═══ Dataset entries ═══

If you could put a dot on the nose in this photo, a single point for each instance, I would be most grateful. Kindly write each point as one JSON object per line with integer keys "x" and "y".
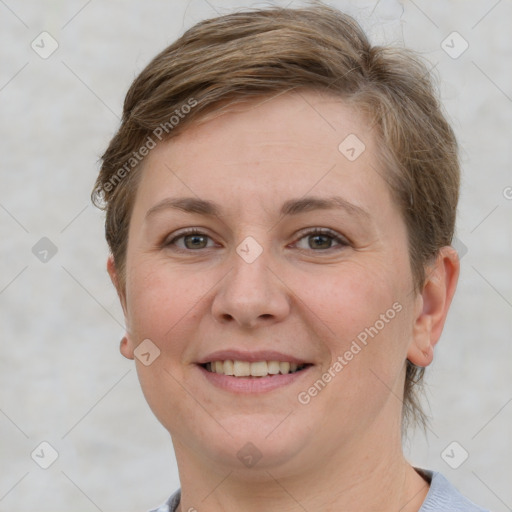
{"x": 251, "y": 295}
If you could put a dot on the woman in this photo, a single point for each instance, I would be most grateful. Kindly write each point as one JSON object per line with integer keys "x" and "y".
{"x": 280, "y": 203}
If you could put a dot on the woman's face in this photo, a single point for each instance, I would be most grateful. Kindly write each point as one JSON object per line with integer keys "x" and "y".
{"x": 300, "y": 256}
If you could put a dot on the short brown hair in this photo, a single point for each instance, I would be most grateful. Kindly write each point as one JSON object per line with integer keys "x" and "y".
{"x": 264, "y": 52}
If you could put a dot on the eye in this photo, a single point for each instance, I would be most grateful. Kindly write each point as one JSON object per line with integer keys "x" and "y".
{"x": 191, "y": 240}
{"x": 320, "y": 239}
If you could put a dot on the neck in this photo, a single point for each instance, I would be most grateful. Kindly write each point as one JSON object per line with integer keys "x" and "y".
{"x": 340, "y": 479}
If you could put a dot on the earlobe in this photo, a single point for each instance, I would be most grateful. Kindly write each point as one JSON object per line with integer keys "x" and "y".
{"x": 125, "y": 347}
{"x": 432, "y": 306}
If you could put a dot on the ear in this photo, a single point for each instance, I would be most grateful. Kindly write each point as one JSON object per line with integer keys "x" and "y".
{"x": 126, "y": 347}
{"x": 432, "y": 306}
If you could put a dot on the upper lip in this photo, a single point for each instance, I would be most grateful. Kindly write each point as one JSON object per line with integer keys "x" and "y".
{"x": 253, "y": 356}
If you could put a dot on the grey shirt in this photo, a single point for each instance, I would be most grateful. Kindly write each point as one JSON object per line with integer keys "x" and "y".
{"x": 442, "y": 497}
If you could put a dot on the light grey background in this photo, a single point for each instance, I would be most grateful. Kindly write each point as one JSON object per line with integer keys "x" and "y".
{"x": 62, "y": 378}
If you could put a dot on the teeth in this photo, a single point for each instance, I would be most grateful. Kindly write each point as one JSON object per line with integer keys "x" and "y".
{"x": 241, "y": 368}
{"x": 255, "y": 369}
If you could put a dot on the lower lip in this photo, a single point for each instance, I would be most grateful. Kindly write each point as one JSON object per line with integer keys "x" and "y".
{"x": 252, "y": 384}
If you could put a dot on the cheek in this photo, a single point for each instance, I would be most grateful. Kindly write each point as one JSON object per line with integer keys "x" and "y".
{"x": 164, "y": 302}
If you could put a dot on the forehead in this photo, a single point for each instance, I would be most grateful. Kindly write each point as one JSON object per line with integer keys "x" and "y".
{"x": 268, "y": 148}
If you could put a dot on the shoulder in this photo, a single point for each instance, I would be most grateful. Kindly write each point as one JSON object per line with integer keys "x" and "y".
{"x": 444, "y": 497}
{"x": 171, "y": 504}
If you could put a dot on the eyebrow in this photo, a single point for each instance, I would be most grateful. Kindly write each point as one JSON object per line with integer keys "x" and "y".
{"x": 290, "y": 207}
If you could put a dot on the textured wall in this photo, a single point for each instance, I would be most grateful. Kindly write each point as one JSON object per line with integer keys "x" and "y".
{"x": 62, "y": 379}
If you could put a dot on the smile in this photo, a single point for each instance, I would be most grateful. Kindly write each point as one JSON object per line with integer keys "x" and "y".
{"x": 253, "y": 369}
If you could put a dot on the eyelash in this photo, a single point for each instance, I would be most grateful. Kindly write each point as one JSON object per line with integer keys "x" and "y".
{"x": 342, "y": 242}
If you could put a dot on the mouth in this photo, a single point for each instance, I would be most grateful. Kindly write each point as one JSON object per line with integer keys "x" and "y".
{"x": 253, "y": 369}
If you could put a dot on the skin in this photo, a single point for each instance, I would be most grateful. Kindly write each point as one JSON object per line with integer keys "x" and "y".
{"x": 304, "y": 296}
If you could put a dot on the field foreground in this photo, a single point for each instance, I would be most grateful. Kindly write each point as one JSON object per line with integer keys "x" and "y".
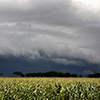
{"x": 49, "y": 88}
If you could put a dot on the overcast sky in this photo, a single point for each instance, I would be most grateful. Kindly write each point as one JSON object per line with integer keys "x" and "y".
{"x": 66, "y": 32}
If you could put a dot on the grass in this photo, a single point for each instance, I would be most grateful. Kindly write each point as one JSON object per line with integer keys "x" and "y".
{"x": 15, "y": 88}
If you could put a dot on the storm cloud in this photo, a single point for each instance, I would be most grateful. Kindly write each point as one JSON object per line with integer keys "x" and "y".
{"x": 66, "y": 32}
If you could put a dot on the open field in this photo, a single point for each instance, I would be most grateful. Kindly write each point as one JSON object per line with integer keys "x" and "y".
{"x": 49, "y": 88}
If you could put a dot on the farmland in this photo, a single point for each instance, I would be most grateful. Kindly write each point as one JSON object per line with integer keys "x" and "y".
{"x": 49, "y": 88}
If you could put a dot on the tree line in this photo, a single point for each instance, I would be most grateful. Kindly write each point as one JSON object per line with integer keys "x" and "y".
{"x": 46, "y": 74}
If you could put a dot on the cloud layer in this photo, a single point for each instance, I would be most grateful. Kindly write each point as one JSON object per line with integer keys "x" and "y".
{"x": 64, "y": 31}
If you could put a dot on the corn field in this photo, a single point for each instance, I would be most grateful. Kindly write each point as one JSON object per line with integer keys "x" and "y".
{"x": 49, "y": 88}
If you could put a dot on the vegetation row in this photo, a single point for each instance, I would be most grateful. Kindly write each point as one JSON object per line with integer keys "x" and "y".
{"x": 53, "y": 74}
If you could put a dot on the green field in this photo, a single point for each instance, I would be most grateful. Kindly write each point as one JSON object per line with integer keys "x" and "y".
{"x": 49, "y": 88}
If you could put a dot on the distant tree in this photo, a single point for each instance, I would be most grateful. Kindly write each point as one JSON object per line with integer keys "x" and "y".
{"x": 66, "y": 74}
{"x": 17, "y": 73}
{"x": 80, "y": 75}
{"x": 96, "y": 75}
{"x": 1, "y": 74}
{"x": 90, "y": 75}
{"x": 74, "y": 75}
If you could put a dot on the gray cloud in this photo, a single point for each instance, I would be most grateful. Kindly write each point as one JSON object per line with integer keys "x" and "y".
{"x": 60, "y": 29}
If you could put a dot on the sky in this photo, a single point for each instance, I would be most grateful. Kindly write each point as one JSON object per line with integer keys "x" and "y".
{"x": 45, "y": 35}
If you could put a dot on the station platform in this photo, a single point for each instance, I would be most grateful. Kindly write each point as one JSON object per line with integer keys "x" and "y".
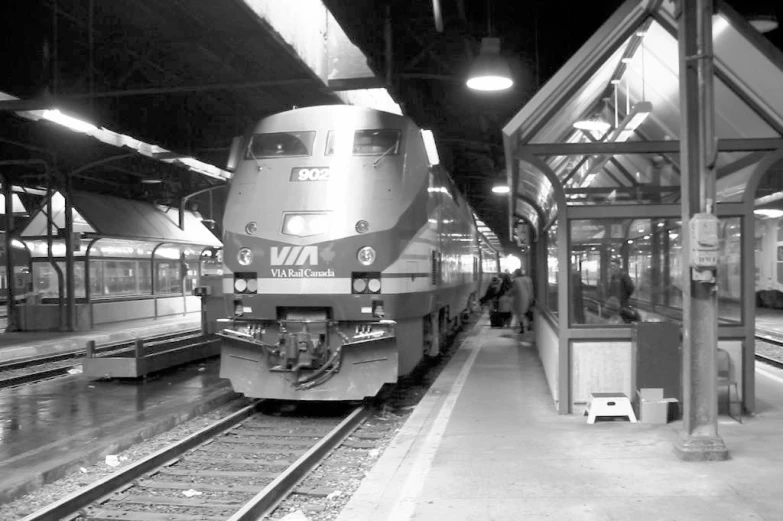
{"x": 22, "y": 345}
{"x": 50, "y": 429}
{"x": 486, "y": 443}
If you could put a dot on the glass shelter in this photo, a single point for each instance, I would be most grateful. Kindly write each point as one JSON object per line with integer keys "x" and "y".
{"x": 131, "y": 260}
{"x": 596, "y": 153}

═══

§ Exercise instructions: Write out the entries again word for word. Do not include the pictures.

§ Result of this task:
If you could put a dot on the nose in this photo, a single point for each instance, I would be most grateful. Kindly write each point as one JSON object per line with integer keys "x" and "y".
{"x": 251, "y": 295}
If you could put a dot on the woman in this photo, a single point for each instance, I would be most grateful. Kindly write each point as one JSON object per line with integer keys "x" and "y".
{"x": 280, "y": 203}
If you could put a dot on the woman's face in this photo, a single point for each instance, I would be most grateful. Kindly write each point as one JSON object per line with integer keys "x" and "y".
{"x": 300, "y": 256}
If you could put a dot on the short brown hair in this photo, a single point for each instance, I would be most grateful. Kindly write each point as one JSON object per line with integer keys "x" and "y".
{"x": 264, "y": 52}
If you could put a dot on the eye in this photo, a single point for each instance, I would be most grateful. Kindly write each point as one JSON object per line with integer keys "x" and "y".
{"x": 191, "y": 240}
{"x": 320, "y": 239}
If you could put a dot on the neck in this photo, a single point for each instance, I would be most grateful. Kindly write each point as one JSON object per line with integer keys "x" and "y".
{"x": 340, "y": 479}
If you could put a dot on the earlobe in this photo, a single point for each instance, I would be most grateful. Kindly write each point as one JSON object per line with integer keys "x" and "y".
{"x": 125, "y": 347}
{"x": 432, "y": 306}
If you could put a dot on the ear in this photo, a single point for each instance, I would be most grateful. Kindly write each point as one JSON object per line with integer keys "x" and "y".
{"x": 126, "y": 347}
{"x": 432, "y": 306}
If you could put a dot on the upper lip in this photo, a single point for each instance, I would be most grateful. Kindly write each point as one JSON object per line with integer keys "x" and "y".
{"x": 253, "y": 356}
If you could put a dot on the grey shirt in this photo, a single point for each instance, I would be most grateful. Kindly write each point as one JSON object per line with integer keys "x" and "y".
{"x": 442, "y": 497}
If you could put a dot on the light grey background in this photo, a single point for each instance, I would be most grateful. Kindly write each point as one JSON object per line with integer keys "x" and "y".
{"x": 62, "y": 378}
If you could put a dot on the teeth in this photo, a single point for each instance, I would be most grateful. Kindly write each point as one JSON object per line with integer keys "x" and "y".
{"x": 241, "y": 368}
{"x": 255, "y": 369}
If you could put a dot on the lower lip in this photo, a single point for each instance, I would be most grateful. Kindly write each point as one JSON object per line with integer keys "x" and "y".
{"x": 252, "y": 384}
If you could put a dot on the cheek in this photo, a single point for each instance, I would be most grateful. Kindly write each point as one JSON object per line with integer keys "x" and "y".
{"x": 164, "y": 302}
If you could put a dot on the forehead in this photo, a single point for each instance, I would be most grateful. Kindly write each point as one JSON object per line with integer keys "x" and "y".
{"x": 268, "y": 148}
If you could put a dot on the shoulder in this photo, a single point for each instance, I would be most grateful. Kindly write each point as one JSON object per line with integer keys "x" and "y".
{"x": 444, "y": 497}
{"x": 171, "y": 504}
If you could put a dot on the eyebrow in this photo, a single point for each instance, I would be most grateful. Kindly write each point as one JSON object per line with integer keys "x" and "y".
{"x": 290, "y": 207}
If you could put a dot on the textured wall in this photo, a single point for each instance, I would be most grateful. Kindly write each point as one JSON object per line with integer keys "x" and "y".
{"x": 62, "y": 379}
If you could put a dot on the smile in this photo, a single point for each instance, I would be most grateful. Kindly write each point as one JSON object per line with integer keys "x" and "y".
{"x": 253, "y": 369}
If you could put a dot on the eyelash in this photo, a single point for each instance, I would be most grateful. Kindly write each point as one JSON object per line with integer keys "x" and "y".
{"x": 342, "y": 242}
If you could put a dot on the mouth in this photo, a single point for each instance, I would be most grateful. Kindly write each point as one JSON object per line with integer keys "x" and "y".
{"x": 253, "y": 369}
If you could put a dot on the skin in this photo, a single point for each instance, I would be most grateful. Kindly write each point as one JSON object per line with integer keys "x" and "y".
{"x": 304, "y": 296}
If you could put a dot on the field foreground in this photo, a single point for each instance, I would be most grateful. Kindly write each point as one JSON object per line with integer keys "x" and "y".
{"x": 49, "y": 88}
If you could put a dot on the overcast sky in this photo, a single point for each instance, I would be most grateful. Kindly write each point as one JSON object per line with integer keys "x" and "y".
{"x": 66, "y": 32}
If you could put a dot on the grass in this photo, a single point for each instance, I would be most grateful. Kindly write each point as one JSON object per line with integer keys "x" and "y".
{"x": 15, "y": 88}
If you could put a dot on the storm cloud in this photo, a single point for each instance, I would be most grateful. Kindly write each point as one JSON object per line with integer keys "x" and "y".
{"x": 66, "y": 32}
If you could put a dot on the open field in this photo, a single point for each instance, I would be most grateful. Kindly write each point as one JSON object per line with integer keys "x" and "y".
{"x": 49, "y": 88}
If you could put a dot on the farmland in this photo, a single point for each instance, I would be most grateful. Kindly write each point as one JSON object per line with integer keys "x" and "y".
{"x": 49, "y": 88}
If you could put a dot on the tree line in this photo, a single point for each instance, I would be most grateful. Kindly write each point as one JSON object per line with integer keys "x" and "y".
{"x": 46, "y": 74}
If you could put a dot on the cloud layer in this photo, a single point for each instance, I would be most grateful. Kindly write each point as one JSON object per line with integer keys "x" and "y".
{"x": 64, "y": 31}
If you could put a dot on the corn field in this photo, a single point for each instance, I would be most grateful. Kindly write each point as one JSON object per line with integer keys "x" and "y".
{"x": 49, "y": 88}
If you could put a dot on the vegetation row in this photo, a single point for each instance, I would be most grateful. Kindly write each point as one JSON object per line with integer keys "x" and "y".
{"x": 53, "y": 74}
If you could put a dot on the green field in this photo, a single point for each instance, I would be most grateful. Kindly write each point as one JSON object per line with integer keys "x" and "y".
{"x": 49, "y": 88}
If you could put a dot on the distant tree in this photo, a single point for each instance, I would be most grateful. Kindly write each point as one JSON object per line with integer keys "x" and "y".
{"x": 66, "y": 74}
{"x": 17, "y": 73}
{"x": 80, "y": 75}
{"x": 96, "y": 75}
{"x": 1, "y": 74}
{"x": 90, "y": 75}
{"x": 74, "y": 75}
If you could put a dot on the gray cloud in this photo, a single point for each instance, I would be most grateful. Kindly write each point as one JSON object per line with integer keys "x" and "y".
{"x": 60, "y": 29}
If you could put a dot on the sky in this photo, a single point for each instance, I would be most grateful. Kindly write each point as one JSON object per line with integer keys "x" and "y".
{"x": 45, "y": 35}
If you could put a dot on the station platform in this photo, a single point for each instance, I would be most grateful. Kindly write each point as one JSON object per line with integer keys "x" and "y".
{"x": 22, "y": 345}
{"x": 50, "y": 429}
{"x": 486, "y": 443}
If you could put a dot on the glass shelter in this photo, a single point for each instance, I would be most grateful. Kindly write each point as one JSON object per line with integer keys "x" and "y".
{"x": 131, "y": 260}
{"x": 596, "y": 153}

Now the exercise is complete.